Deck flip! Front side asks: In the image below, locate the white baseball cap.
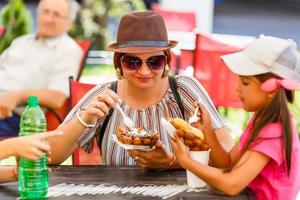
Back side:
[221,36,300,81]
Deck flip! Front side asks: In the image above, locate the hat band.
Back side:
[117,41,169,48]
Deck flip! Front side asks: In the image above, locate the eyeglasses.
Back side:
[121,55,167,71]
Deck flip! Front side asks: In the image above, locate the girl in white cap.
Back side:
[171,36,300,200]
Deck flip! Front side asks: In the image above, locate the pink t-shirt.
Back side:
[240,120,300,200]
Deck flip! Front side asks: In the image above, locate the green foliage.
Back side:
[70,0,146,50]
[0,0,32,53]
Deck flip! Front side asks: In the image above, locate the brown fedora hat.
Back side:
[107,12,177,53]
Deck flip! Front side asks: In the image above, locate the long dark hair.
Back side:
[243,73,294,175]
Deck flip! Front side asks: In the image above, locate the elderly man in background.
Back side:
[0,0,83,136]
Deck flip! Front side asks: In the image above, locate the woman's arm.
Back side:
[170,136,270,195]
[49,90,119,164]
[0,131,63,160]
[0,166,18,183]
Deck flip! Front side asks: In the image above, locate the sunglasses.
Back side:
[121,55,167,71]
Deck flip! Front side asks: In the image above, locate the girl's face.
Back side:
[121,52,167,88]
[236,76,271,112]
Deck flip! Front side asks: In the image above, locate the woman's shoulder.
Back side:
[175,75,207,94]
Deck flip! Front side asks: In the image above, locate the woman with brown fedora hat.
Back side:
[50,12,232,169]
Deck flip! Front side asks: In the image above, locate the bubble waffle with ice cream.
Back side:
[117,126,159,147]
[169,118,209,151]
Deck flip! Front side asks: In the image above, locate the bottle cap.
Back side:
[27,96,39,106]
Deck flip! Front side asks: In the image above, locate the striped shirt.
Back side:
[63,75,225,165]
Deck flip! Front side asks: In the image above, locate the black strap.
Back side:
[169,76,185,119]
[97,76,185,149]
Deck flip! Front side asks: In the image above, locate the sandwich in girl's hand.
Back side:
[117,126,159,147]
[169,118,209,151]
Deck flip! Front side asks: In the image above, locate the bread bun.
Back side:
[169,118,209,151]
[169,118,204,140]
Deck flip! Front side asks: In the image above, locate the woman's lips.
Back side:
[137,77,151,82]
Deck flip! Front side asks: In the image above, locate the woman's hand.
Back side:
[193,102,212,132]
[0,92,19,120]
[81,89,120,124]
[169,134,190,168]
[128,140,173,169]
[5,131,63,161]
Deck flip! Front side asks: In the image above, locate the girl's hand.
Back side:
[169,133,190,168]
[7,131,63,161]
[128,140,173,169]
[81,89,120,124]
[193,102,212,132]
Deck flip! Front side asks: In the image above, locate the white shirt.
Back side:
[0,34,83,96]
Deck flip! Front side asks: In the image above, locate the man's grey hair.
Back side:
[37,0,80,21]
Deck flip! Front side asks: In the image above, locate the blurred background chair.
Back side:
[193,33,247,108]
[69,77,101,166]
[45,40,92,130]
[152,4,196,74]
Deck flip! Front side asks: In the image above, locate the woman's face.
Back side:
[121,52,167,88]
[236,76,271,112]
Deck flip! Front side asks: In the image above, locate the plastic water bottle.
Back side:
[18,96,48,199]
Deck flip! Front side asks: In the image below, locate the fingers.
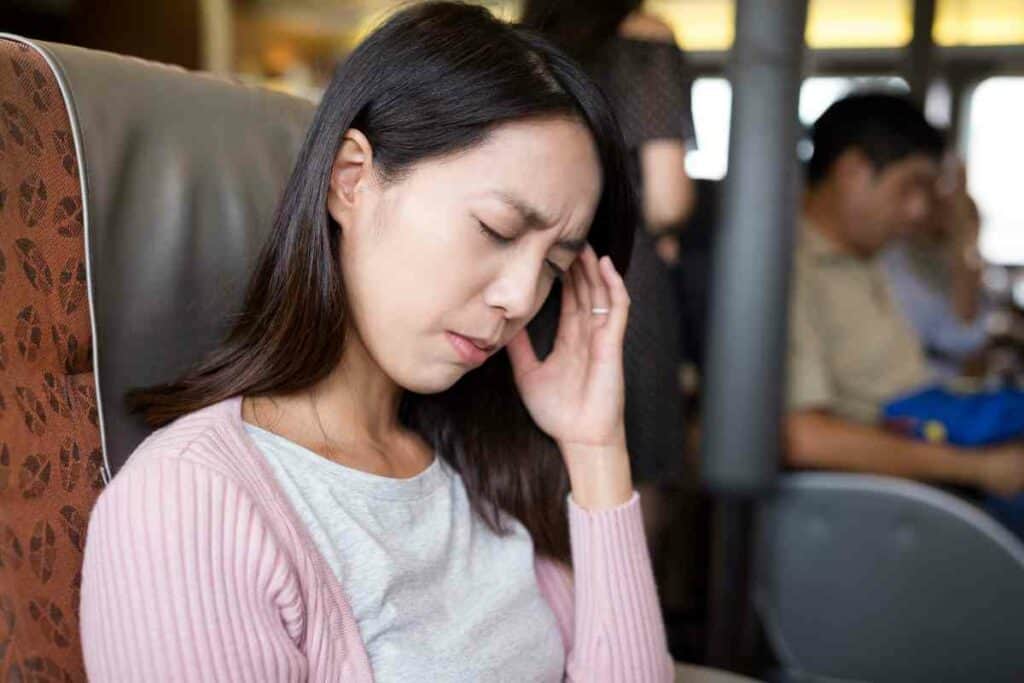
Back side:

********************

*JOB*
Change every "locate" in the items above to "find" and leave the rest of the wording as it is, omitting the pictures.

*OUTPUT OF THE TASK*
Deck flip! Front side asks: In the image below, find the white baseball cap.
Back side:
[221,36,300,81]
Deck flip! Front side asks: In the image above, find the hat band.
Back side:
[117,41,169,48]
Deck flip! Front side asks: In the image above, find the eyeglasses.
Back side:
[121,55,167,71]
Deck flip! Front side asks: In the image above, find the girl in white cap.
Back side:
[171,36,300,200]
Deck flip! Front side asks: In the image above, find the pink t-shirt.
Back side:
[240,120,300,200]
Deck flip! Front side asks: In the image above, find the green foliage.
Back side:
[70,0,146,50]
[0,0,32,53]
Deck flip! Front side asks: In the image above, find the brown fedora hat.
Back side:
[107,12,177,53]
Deck flip! Front side asks: In the image above, find the long dark hair.
Back side:
[243,73,294,175]
Deck flip! Front side asks: In the image above, find the elderly man in background.
Back side:
[0,0,83,136]
Deck flip! Front side asks: In the image above, find the woman's arm.
Back side:
[170,136,270,195]
[49,90,119,164]
[0,131,63,160]
[0,166,18,183]
Deck flip! Front side asks: In the image above, find the sunglasses.
Back side:
[121,55,167,71]
Deck flip! Front side asks: In the image above, find the girl's face.
Back side:
[121,52,167,88]
[236,76,271,112]
Deck flip! Front side asks: In the image above, find the woman's shoulder.
Back side:
[175,75,207,94]
Deck flip! Front side asks: In the image above, find the woman with brown fedora hat.
Back side:
[50,12,232,169]
Deck flip! Front side asks: In the image above, find the bubble waffle with ice cream.
Back side:
[117,126,159,147]
[169,118,209,151]
Deck flip! Front side asks: In the image above, find the bottle cap.
Back side:
[27,96,39,106]
Deck flip! Front side asks: In the image above, find the striped shirt.
Back side:
[63,75,225,165]
Deck flip! Front side asks: In the image above, find the black strap.
Back side:
[169,76,185,119]
[97,76,185,149]
Deck flip! Front side asks: In the image above, find the sandwich in girl's hand.
Back side:
[117,126,159,147]
[169,118,209,151]
Deck flip! Front side asks: In the image above, find the bread bun.
Back side:
[169,118,209,151]
[169,118,204,140]
Deck flip! Front side asks: In the image above, find the woman's lips.
Back side:
[137,77,151,82]
Deck flip! Front side asks: In the image above, find the woman's hand.
Back side:
[193,102,212,132]
[0,92,19,120]
[81,89,120,124]
[169,134,190,168]
[128,140,173,169]
[5,131,63,161]
Deck flip! Front side asks: In the image above, find the girl's hand.
Back side:
[169,133,190,168]
[7,131,63,161]
[128,140,173,169]
[81,89,120,124]
[193,102,212,132]
Deck flip! Front side asks: In the image above, find the white shirt.
Back side:
[0,34,83,96]
Deck flip! Front side asks: In the image above, find the man's grey hair.
Back side:
[37,0,80,21]
Deck flip! Front side asks: In the image above, find the blurred background chair.
Back side:
[193,33,247,108]
[69,77,101,166]
[45,40,92,130]
[152,4,196,74]
Deck flip! Front side asks: In the image above, find the woman's face.
Back side:
[121,52,167,88]
[236,76,271,112]
Deck flip! Front side asks: In the image above, find the plastic water bottle.
Back side:
[18,96,48,199]
Deck flip! Front side asks: In the image below, find the fingers.
Back side:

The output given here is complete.